Location identification items
'''

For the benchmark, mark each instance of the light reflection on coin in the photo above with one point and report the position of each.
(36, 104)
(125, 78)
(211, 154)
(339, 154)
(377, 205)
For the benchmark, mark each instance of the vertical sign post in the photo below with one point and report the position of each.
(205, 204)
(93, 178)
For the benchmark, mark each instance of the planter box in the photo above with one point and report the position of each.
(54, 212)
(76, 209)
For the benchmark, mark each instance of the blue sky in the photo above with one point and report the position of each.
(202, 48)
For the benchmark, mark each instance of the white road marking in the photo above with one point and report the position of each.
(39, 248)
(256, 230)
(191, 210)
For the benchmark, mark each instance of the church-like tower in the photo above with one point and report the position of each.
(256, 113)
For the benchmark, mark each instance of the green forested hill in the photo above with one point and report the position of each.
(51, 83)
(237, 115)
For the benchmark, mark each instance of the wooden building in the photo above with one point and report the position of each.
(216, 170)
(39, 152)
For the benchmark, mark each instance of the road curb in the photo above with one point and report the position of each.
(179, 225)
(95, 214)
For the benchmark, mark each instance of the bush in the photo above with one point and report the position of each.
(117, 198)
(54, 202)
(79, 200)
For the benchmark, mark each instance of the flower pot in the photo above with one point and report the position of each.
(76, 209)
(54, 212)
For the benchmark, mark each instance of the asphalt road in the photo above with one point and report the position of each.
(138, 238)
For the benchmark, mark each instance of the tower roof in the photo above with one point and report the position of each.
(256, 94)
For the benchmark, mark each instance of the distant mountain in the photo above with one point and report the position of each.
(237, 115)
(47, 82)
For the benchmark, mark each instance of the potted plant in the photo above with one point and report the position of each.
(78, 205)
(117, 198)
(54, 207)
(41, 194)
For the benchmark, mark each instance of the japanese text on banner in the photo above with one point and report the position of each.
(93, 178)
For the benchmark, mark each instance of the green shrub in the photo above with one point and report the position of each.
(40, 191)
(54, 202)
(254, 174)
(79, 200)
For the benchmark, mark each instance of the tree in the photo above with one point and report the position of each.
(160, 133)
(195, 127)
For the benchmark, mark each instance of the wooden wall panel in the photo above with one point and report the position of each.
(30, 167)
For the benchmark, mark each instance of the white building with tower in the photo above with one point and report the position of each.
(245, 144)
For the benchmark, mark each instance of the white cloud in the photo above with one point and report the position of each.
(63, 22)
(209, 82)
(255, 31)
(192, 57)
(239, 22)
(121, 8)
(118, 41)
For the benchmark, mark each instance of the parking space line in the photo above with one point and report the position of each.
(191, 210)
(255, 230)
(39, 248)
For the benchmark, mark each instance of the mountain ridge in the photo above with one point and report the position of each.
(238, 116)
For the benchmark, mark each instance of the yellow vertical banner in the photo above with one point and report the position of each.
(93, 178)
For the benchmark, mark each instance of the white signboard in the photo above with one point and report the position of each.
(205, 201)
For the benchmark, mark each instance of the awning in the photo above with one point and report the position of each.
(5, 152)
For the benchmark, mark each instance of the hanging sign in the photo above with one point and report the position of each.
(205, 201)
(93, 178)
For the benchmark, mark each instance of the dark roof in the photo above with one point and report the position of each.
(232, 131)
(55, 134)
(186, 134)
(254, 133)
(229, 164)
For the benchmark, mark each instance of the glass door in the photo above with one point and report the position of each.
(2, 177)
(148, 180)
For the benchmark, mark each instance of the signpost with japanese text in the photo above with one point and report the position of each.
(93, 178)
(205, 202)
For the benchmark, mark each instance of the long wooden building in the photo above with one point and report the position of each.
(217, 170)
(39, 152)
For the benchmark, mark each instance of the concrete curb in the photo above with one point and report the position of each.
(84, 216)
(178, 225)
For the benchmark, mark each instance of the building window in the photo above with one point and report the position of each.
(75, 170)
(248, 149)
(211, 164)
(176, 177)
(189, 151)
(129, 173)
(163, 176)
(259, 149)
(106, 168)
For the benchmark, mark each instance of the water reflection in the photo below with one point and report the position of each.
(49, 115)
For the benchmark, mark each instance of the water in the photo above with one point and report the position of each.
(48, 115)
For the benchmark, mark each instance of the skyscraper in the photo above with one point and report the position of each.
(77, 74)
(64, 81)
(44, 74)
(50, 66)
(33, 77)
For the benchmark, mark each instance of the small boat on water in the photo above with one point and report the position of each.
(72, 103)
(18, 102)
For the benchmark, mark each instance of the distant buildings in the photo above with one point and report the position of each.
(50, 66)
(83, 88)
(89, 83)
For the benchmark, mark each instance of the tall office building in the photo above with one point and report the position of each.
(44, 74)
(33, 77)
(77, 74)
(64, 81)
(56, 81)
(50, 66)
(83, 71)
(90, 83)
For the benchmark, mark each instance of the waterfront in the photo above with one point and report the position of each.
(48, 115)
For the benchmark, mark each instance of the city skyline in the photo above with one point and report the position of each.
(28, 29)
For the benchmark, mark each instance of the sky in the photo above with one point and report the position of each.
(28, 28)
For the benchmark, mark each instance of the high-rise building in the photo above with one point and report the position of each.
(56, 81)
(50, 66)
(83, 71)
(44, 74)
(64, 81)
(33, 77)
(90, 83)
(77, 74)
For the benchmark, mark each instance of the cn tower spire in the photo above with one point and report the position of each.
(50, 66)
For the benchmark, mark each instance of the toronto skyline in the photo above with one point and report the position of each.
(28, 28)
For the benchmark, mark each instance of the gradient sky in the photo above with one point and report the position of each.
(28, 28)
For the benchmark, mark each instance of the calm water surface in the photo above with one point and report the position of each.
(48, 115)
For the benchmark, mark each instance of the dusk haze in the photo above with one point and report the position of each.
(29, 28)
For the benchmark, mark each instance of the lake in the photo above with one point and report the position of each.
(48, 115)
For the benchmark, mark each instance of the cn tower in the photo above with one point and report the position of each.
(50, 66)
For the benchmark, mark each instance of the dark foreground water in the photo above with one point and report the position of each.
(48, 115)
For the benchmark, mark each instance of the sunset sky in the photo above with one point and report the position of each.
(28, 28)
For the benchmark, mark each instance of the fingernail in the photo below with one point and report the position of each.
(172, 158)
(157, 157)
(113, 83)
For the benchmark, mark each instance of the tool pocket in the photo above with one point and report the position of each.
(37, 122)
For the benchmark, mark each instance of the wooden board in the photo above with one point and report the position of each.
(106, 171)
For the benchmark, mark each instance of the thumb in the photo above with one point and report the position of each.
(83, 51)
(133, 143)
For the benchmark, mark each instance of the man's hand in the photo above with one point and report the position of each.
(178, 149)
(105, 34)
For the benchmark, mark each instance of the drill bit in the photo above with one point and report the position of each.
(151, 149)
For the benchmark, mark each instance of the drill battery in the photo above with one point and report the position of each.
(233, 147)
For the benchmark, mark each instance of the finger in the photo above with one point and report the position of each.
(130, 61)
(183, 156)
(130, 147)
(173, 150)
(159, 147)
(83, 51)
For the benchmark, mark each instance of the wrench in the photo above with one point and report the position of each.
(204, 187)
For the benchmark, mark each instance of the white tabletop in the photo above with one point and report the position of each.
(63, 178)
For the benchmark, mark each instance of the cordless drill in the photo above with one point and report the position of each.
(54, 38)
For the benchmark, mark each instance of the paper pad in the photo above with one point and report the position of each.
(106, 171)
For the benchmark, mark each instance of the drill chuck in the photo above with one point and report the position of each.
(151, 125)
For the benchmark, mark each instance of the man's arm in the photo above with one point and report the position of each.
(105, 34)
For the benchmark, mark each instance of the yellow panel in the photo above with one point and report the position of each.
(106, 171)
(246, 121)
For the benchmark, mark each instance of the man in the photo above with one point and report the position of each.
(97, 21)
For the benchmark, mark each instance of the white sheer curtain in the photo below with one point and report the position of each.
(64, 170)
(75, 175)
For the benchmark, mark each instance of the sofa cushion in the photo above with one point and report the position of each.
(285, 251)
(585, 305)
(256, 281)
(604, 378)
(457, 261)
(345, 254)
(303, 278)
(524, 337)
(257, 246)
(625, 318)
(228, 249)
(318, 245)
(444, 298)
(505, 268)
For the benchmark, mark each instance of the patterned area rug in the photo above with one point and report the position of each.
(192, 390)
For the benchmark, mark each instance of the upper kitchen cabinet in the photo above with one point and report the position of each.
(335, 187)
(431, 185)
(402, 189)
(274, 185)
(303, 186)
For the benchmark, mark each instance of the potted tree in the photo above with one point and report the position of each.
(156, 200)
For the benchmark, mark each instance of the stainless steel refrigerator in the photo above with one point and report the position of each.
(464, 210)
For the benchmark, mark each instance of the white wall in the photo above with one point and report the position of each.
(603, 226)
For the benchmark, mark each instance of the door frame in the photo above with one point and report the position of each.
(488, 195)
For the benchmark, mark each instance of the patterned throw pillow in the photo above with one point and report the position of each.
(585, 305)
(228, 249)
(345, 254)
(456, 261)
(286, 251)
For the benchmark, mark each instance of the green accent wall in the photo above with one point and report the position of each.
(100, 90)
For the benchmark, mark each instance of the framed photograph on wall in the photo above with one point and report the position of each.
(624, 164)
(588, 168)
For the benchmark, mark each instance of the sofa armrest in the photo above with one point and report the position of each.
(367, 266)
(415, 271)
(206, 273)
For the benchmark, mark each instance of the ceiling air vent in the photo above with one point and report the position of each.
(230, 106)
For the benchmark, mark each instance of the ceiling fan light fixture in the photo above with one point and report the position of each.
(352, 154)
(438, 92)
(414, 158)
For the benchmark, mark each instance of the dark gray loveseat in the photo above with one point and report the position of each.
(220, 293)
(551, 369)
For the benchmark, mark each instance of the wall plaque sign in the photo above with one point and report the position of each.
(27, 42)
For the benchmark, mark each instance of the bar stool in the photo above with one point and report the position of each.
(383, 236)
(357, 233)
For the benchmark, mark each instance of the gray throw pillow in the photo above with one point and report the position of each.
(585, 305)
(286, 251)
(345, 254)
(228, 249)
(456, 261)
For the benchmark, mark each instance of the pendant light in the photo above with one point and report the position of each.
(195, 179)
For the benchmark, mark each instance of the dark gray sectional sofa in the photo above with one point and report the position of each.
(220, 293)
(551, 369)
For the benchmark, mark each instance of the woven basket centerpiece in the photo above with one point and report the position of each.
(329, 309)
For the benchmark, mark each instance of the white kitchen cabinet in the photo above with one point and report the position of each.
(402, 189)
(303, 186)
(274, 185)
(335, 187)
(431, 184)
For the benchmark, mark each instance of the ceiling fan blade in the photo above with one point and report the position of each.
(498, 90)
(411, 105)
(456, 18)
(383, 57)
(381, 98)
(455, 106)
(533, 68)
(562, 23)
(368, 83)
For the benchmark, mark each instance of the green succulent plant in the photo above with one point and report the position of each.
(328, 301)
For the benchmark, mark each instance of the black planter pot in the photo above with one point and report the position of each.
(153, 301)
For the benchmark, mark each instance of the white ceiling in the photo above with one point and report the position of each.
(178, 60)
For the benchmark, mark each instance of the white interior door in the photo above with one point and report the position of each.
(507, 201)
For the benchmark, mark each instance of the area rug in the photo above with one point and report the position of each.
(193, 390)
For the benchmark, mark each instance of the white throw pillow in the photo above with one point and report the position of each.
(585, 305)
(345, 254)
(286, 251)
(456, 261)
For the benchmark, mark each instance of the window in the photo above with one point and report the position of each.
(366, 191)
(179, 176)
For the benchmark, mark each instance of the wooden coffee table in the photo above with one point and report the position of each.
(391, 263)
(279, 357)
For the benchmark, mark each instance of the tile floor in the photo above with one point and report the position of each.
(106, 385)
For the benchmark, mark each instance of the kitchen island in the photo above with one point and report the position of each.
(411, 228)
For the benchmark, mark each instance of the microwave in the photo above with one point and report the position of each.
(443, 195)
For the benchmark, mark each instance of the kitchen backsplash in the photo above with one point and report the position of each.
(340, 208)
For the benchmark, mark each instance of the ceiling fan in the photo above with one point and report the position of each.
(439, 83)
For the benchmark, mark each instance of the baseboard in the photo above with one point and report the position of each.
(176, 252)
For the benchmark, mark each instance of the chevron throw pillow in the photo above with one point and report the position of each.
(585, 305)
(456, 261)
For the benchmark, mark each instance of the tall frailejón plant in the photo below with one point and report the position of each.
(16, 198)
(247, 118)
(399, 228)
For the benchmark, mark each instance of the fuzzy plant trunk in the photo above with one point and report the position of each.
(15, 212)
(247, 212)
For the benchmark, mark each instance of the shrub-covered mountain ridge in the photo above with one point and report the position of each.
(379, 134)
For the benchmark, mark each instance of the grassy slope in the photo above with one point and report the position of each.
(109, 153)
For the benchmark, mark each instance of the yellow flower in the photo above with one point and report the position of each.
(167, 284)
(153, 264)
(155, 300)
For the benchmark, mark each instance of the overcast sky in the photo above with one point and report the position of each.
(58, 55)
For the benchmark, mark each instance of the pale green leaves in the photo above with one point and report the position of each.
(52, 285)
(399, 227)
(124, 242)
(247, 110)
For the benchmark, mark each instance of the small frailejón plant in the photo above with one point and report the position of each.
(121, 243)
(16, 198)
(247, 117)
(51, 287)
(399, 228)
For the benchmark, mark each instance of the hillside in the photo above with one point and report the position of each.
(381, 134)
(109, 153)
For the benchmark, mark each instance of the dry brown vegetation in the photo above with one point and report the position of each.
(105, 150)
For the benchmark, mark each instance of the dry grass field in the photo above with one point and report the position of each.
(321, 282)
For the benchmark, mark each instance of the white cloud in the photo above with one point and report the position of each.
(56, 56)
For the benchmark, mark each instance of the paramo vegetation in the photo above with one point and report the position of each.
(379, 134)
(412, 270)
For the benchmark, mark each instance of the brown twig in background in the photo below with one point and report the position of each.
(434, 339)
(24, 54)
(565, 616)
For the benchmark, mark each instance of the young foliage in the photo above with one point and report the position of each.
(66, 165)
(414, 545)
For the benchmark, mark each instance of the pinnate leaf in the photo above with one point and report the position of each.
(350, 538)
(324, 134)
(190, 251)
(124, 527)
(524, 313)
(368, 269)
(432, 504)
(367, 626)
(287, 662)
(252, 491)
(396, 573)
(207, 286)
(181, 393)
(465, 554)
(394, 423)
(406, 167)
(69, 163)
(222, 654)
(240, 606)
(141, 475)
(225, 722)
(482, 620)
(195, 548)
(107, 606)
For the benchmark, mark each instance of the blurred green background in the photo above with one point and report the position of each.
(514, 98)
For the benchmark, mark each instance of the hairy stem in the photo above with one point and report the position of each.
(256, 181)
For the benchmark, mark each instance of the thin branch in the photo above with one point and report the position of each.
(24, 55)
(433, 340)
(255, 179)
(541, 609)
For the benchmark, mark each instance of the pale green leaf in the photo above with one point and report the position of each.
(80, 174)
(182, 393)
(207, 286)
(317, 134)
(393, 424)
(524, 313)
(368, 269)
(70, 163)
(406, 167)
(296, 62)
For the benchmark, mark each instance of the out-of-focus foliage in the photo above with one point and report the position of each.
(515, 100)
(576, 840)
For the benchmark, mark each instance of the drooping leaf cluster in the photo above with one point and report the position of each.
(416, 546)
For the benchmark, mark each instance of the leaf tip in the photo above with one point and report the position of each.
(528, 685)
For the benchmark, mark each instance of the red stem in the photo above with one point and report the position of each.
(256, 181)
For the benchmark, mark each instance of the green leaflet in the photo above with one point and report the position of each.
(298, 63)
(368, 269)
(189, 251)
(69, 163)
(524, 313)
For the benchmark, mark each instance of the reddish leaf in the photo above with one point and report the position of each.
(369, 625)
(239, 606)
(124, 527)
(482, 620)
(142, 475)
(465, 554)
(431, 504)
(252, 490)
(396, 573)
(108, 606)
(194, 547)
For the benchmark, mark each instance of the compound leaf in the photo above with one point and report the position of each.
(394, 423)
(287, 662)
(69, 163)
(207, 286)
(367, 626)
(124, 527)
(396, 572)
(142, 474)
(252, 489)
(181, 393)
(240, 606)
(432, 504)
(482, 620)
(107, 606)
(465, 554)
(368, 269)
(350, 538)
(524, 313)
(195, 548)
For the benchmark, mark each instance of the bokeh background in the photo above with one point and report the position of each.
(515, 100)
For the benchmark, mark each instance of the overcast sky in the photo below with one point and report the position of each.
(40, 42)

'''

→ **YOUR TASK**
Starting with the line containing "For the benchmark, mark each instance of the bokeh" and continuing through the end of the records, rewrite those lines with "overcast sky" renamed to "cloudy sky" and nothing else altered.

→ **EXERCISE ANSWER**
For the benchmark, mark each instance of the bokeh background in the photo above with one point and report the position of each.
(515, 100)
For the benchmark, mark each instance of the cloudy sky in the photo below with one point and report the position of each.
(40, 42)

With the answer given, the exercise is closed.